Written task: Return every one of the items below word for word, keeping each line unchanged.

Stored items:
::::::

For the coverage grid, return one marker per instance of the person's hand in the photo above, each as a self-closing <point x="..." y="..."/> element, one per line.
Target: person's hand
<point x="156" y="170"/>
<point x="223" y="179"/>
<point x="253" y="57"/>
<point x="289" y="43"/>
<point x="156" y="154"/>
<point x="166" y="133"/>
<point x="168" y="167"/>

::::::

Correct answer:
For the coverage grid, return one marker per instance of the person's hand in the photo above, each as a self-closing <point x="..." y="..."/> element, one per line.
Target: person's hand
<point x="156" y="170"/>
<point x="223" y="179"/>
<point x="253" y="57"/>
<point x="289" y="43"/>
<point x="156" y="154"/>
<point x="166" y="133"/>
<point x="168" y="167"/>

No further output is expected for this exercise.